— start Excerpt —
When John the Baptist sent his disciples to confirm whether Jesus was the expected messiah, Jesus replied, "Go back and report to John what you hear and see. The blind receive sight, the lame walk, those who have leprosy are cleansed, the deaf hear, the dead are raised, and the good news is proclaimed to the poor" (Matthew 11:4–5).
This was in fulfilment of the text of Isaiah Jesus read at the beginning of His ministry, proclaiming Good News to the poor, freedom for prisoners and setting the captives free (Luke 4:18).
When we reach out to our communities with love and compassion, we foreshadow the coming Kingdom.
So where there are faithful communities anticipating the coming Kingdom, "on earth as it is in heaven" (Matthew 6:10), there is resilience, restoration, reconciling acts and miracles. In these the Kingdom of God has broken through. In the words of Luke, when there is healing, "The Kingdom of God has come near" (Luke 10:11).
— end Excerpt —
— start Supplied data —
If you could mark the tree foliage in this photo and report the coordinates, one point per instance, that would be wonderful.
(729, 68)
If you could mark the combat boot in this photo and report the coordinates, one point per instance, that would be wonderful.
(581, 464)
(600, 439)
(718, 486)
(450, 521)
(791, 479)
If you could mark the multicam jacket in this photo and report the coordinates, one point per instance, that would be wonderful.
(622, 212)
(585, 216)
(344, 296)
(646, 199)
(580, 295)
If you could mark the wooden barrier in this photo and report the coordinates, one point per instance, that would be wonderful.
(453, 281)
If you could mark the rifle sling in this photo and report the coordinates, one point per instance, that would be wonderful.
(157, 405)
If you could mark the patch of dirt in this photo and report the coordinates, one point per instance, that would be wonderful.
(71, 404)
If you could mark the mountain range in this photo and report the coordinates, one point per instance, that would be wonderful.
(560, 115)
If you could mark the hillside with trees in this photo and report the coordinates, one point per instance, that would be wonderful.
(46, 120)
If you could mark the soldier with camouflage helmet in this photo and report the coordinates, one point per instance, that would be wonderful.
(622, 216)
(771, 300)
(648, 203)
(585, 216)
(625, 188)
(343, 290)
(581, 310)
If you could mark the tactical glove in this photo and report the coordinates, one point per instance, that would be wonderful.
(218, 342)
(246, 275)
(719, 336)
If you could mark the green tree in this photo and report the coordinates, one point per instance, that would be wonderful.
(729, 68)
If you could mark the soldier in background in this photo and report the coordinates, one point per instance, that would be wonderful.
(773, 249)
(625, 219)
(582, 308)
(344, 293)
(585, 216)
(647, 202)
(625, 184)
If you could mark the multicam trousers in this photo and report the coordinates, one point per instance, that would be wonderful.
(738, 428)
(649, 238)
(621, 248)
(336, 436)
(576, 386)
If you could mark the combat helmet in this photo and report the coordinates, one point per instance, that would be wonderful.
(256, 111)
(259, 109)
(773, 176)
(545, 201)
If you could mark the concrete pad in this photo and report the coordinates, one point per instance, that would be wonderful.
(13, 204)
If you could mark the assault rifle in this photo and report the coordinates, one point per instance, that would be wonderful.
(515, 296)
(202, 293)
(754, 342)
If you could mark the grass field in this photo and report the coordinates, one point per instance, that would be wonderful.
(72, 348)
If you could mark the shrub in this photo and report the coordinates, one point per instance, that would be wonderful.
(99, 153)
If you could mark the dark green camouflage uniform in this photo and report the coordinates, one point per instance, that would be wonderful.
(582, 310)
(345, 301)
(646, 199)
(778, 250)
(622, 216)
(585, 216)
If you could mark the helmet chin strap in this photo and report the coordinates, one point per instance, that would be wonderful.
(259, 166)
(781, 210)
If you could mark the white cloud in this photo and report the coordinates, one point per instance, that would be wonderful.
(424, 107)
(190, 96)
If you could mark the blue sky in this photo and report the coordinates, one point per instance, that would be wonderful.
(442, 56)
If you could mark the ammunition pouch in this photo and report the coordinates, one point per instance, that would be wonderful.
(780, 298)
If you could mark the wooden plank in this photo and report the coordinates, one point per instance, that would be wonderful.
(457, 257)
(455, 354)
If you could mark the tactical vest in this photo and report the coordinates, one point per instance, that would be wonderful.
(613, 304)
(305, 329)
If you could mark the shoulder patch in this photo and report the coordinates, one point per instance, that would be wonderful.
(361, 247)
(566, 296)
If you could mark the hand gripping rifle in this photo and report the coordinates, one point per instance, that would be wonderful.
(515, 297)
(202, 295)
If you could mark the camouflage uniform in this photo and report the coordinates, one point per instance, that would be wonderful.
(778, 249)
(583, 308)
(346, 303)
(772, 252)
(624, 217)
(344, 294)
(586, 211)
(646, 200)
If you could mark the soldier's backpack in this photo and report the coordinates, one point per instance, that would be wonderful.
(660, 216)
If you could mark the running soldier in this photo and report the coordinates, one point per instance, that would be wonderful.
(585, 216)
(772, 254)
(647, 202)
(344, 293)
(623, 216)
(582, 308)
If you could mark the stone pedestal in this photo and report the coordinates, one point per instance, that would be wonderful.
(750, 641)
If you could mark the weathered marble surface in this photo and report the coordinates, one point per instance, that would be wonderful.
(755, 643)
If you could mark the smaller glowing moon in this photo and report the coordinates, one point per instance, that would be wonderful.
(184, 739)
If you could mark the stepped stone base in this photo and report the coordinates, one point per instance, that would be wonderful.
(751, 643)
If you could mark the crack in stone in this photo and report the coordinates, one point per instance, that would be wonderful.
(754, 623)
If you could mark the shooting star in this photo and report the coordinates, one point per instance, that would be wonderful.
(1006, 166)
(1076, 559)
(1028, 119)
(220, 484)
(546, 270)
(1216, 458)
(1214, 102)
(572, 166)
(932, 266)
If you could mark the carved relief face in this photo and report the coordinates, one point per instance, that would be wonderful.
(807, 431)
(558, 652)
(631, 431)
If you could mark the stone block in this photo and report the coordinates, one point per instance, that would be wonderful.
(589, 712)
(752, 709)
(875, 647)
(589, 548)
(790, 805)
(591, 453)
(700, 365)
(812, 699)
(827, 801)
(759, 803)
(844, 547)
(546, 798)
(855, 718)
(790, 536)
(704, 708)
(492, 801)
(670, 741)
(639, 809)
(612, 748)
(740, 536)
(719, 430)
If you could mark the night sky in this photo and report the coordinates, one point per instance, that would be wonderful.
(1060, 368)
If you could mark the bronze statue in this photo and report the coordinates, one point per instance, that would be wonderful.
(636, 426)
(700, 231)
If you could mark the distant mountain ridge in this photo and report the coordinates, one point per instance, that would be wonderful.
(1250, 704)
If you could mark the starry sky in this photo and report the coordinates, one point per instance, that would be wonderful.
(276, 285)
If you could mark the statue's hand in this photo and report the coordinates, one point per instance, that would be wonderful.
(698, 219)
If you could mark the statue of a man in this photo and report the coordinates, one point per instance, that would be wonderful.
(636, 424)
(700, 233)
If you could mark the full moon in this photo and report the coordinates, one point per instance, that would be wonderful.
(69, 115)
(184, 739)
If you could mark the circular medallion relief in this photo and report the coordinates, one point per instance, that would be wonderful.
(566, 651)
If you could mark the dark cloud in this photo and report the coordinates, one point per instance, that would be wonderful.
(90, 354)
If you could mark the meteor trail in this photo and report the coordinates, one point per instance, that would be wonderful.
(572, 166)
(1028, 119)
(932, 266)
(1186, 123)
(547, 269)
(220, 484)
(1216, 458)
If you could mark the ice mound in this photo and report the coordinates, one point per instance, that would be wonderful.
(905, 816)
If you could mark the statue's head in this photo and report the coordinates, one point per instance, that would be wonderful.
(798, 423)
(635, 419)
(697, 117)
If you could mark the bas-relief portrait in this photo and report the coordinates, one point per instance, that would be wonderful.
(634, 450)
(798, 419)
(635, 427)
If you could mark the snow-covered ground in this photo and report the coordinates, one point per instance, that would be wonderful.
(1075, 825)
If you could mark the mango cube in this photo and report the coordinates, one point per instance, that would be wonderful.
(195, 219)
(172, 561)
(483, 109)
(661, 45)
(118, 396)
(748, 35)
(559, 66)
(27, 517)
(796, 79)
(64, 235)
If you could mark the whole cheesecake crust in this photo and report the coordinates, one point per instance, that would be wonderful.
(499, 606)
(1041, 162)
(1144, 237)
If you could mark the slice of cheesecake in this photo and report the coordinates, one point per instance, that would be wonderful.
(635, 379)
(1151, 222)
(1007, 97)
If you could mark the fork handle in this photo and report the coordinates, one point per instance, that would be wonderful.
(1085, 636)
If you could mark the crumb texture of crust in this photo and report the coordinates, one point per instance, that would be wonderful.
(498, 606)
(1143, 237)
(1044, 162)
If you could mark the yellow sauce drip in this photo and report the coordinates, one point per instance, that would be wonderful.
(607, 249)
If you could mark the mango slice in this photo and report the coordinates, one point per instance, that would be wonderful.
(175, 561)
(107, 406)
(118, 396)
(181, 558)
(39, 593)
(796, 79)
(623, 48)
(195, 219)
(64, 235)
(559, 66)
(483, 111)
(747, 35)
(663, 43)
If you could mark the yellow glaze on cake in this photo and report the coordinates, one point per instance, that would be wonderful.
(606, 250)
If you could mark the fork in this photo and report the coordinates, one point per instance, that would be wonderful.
— end Supplied data —
## Task goal
Which verse does the passage on the coming Kingdom cite for the words "The Kingdom of God has come near"? The listing is separate material and has no connection to the passage on the coming Kingdom.

## Written answer
Luke 10:11.